** Goal **
Repeat exactly the lines from the one containing "[pin] white wall -- one per line" through the last line of the records below, both included, and nothing else.
***** Given records
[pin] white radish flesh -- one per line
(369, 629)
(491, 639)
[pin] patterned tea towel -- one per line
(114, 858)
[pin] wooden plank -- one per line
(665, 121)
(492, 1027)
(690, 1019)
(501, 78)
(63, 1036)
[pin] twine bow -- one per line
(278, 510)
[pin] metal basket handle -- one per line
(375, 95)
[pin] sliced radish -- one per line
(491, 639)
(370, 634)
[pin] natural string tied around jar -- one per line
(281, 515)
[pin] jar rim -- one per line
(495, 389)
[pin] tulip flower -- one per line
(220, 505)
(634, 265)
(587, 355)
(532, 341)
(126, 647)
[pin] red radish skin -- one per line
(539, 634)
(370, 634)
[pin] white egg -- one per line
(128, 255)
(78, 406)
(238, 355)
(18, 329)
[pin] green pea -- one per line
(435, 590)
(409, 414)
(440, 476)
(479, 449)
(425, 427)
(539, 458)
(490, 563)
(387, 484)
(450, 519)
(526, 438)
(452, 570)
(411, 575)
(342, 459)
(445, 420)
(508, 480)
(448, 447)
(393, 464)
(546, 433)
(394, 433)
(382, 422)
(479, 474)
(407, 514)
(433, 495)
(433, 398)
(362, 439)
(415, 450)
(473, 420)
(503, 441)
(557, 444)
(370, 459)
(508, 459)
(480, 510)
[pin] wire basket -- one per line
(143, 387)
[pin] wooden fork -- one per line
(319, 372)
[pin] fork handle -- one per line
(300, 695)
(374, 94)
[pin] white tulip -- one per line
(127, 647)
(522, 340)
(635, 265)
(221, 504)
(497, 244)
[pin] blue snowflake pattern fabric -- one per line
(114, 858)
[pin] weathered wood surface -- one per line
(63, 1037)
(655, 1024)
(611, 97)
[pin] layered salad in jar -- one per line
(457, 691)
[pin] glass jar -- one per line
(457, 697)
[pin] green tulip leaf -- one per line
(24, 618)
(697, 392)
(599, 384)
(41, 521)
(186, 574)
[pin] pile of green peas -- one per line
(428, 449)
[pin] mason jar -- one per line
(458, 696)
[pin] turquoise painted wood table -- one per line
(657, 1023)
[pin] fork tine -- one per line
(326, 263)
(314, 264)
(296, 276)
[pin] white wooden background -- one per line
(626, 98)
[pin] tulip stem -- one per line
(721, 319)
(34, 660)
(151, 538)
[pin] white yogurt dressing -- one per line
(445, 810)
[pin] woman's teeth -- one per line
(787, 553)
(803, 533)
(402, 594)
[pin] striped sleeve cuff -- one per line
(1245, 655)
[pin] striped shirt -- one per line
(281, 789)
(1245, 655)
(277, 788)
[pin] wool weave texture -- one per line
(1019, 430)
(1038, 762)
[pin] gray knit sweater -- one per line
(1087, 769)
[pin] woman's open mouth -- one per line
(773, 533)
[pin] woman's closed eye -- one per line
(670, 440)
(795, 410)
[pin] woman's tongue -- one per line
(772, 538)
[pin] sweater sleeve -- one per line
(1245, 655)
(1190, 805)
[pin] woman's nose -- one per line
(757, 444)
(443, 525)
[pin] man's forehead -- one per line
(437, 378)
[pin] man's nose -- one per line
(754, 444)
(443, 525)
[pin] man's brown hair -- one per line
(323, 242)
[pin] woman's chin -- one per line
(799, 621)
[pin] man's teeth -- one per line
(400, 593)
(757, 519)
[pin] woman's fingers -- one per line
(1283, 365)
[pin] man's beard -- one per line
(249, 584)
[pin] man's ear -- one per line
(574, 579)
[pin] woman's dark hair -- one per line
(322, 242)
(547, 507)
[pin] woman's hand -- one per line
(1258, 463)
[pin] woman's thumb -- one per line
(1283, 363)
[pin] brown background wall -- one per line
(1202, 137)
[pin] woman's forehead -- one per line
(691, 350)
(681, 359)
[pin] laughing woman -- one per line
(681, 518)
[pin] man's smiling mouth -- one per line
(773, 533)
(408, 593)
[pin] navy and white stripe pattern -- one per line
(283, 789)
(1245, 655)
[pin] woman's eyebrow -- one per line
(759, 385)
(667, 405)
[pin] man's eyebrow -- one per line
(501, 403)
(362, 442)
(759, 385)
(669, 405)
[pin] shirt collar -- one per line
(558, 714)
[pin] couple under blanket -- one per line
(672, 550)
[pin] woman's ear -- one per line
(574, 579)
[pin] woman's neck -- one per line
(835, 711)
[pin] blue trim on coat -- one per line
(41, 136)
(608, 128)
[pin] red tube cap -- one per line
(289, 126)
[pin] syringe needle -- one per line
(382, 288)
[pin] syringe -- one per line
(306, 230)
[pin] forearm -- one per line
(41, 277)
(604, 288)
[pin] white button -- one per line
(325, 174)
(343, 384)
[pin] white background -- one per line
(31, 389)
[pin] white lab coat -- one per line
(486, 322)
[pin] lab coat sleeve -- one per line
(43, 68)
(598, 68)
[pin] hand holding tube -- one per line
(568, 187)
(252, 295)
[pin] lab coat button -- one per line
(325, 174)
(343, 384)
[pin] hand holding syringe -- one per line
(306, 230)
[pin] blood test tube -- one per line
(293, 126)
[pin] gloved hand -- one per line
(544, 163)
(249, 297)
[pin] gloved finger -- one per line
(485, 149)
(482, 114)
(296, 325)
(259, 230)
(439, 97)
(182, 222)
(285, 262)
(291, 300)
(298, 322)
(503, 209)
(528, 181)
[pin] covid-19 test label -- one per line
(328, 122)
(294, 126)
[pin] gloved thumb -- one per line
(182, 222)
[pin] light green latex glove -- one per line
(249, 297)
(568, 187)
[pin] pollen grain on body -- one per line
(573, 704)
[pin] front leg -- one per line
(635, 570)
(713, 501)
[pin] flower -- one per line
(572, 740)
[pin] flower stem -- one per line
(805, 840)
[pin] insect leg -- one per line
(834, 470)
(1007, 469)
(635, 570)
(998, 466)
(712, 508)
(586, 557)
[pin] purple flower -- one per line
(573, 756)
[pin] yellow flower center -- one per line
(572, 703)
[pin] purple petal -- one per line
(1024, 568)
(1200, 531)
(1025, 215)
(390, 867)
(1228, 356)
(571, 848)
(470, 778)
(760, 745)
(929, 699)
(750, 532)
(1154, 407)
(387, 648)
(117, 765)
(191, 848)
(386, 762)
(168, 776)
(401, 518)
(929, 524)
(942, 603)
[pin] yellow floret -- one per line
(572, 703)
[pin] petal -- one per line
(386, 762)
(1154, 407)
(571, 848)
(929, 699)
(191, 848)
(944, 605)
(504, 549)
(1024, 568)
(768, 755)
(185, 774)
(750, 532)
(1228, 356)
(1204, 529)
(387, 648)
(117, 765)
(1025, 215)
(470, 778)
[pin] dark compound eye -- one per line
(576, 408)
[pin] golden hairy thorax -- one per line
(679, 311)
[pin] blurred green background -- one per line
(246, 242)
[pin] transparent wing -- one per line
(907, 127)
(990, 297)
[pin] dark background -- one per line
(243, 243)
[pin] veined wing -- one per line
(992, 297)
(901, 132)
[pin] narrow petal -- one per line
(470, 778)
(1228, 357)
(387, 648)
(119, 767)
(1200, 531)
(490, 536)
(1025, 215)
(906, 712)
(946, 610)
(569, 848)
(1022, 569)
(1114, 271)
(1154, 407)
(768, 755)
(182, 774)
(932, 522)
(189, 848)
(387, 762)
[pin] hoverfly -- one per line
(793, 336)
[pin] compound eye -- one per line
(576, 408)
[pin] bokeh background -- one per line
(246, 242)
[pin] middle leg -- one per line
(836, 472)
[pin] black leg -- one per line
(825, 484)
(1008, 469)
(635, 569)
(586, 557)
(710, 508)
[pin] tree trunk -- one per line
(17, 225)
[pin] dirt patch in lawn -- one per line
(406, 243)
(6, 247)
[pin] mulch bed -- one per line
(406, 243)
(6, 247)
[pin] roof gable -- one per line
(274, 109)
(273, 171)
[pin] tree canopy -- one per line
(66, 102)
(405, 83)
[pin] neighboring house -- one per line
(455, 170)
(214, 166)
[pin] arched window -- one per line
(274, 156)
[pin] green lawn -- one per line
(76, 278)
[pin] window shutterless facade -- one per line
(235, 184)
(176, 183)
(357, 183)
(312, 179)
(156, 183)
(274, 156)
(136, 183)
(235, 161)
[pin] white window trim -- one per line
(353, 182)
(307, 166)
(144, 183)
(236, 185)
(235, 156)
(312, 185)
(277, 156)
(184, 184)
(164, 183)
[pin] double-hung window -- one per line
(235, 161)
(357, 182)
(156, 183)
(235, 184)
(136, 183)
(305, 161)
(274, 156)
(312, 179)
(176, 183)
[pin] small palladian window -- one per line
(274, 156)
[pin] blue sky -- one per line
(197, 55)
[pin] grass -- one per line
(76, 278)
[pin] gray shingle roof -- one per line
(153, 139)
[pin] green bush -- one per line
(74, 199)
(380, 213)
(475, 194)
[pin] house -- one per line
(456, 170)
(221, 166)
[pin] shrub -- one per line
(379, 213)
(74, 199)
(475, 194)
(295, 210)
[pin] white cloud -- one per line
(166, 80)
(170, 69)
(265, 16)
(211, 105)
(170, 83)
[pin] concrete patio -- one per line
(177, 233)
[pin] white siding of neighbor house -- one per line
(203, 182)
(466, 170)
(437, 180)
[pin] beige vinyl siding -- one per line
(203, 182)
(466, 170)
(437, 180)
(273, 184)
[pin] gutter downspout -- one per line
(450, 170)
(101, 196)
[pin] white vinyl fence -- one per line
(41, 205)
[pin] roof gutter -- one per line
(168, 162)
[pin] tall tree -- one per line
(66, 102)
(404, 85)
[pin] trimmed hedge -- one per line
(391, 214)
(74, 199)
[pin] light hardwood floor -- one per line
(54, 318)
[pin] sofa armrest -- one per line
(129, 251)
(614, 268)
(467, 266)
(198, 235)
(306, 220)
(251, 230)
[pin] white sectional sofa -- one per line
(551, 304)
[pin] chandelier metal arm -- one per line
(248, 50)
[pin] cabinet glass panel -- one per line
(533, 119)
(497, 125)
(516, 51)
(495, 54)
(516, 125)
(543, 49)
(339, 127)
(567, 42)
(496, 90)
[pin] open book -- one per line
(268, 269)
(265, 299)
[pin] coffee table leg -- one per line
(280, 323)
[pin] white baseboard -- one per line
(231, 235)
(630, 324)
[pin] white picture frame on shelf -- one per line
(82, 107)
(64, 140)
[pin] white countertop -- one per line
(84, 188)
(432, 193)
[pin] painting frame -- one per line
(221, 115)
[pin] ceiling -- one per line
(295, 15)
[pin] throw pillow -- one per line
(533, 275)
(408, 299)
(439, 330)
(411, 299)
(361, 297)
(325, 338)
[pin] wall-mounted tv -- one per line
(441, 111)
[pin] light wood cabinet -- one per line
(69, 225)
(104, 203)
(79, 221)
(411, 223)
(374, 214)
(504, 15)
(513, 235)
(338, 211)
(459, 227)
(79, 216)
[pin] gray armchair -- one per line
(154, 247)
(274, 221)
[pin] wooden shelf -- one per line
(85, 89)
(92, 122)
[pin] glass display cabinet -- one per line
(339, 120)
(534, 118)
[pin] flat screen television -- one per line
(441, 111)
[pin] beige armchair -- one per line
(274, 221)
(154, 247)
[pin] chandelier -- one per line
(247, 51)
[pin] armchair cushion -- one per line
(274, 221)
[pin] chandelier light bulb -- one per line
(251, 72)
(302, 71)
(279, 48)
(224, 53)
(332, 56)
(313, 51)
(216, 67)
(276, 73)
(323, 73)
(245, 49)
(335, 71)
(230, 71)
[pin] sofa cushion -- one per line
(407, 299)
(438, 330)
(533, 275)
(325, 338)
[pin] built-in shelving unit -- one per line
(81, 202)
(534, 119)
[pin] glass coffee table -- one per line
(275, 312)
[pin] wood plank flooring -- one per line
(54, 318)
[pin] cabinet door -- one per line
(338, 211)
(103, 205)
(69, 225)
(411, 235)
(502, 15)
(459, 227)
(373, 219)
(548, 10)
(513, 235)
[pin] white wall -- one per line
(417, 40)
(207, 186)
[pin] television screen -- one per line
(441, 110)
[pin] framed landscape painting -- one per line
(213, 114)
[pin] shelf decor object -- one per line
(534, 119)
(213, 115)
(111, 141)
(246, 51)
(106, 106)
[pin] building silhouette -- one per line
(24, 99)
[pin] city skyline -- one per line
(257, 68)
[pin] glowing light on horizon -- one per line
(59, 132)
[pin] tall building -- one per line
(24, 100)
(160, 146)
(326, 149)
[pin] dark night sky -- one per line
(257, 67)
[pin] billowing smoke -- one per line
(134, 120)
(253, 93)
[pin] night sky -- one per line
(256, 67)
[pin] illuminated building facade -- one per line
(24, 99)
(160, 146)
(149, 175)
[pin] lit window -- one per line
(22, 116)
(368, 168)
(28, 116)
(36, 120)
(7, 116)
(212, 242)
**********
** Exercise solution **
[pin] white wall -- one per line
(417, 40)
(207, 186)
[pin] television screen -- one per line
(441, 110)
[pin] framed landscape painting -- one per line
(213, 114)
[pin] shelf decor object -- one per line
(534, 119)
(213, 115)
(111, 141)
(246, 51)
(106, 106)
[pin] building silhouette -- one per line
(24, 99)
[pin] city skyline -- one per line
(257, 68)
[pin] glowing light on horizon -- one per line
(59, 132)
[pin] tall building -- one per line
(24, 100)
(160, 146)
(326, 149)
[pin] dark night sky -- one per line
(257, 67)
[pin] billowing smoke -- one per line
(134, 120)
(253, 93)
[pin] night sky -- one per line
(256, 67)
[pin] illuminated building facade -- one per line
(24, 99)
(160, 146)
(149, 175)
[pin] lit window -- one per line
(22, 116)
(368, 168)
(28, 116)
(36, 120)
(7, 116)
(212, 242)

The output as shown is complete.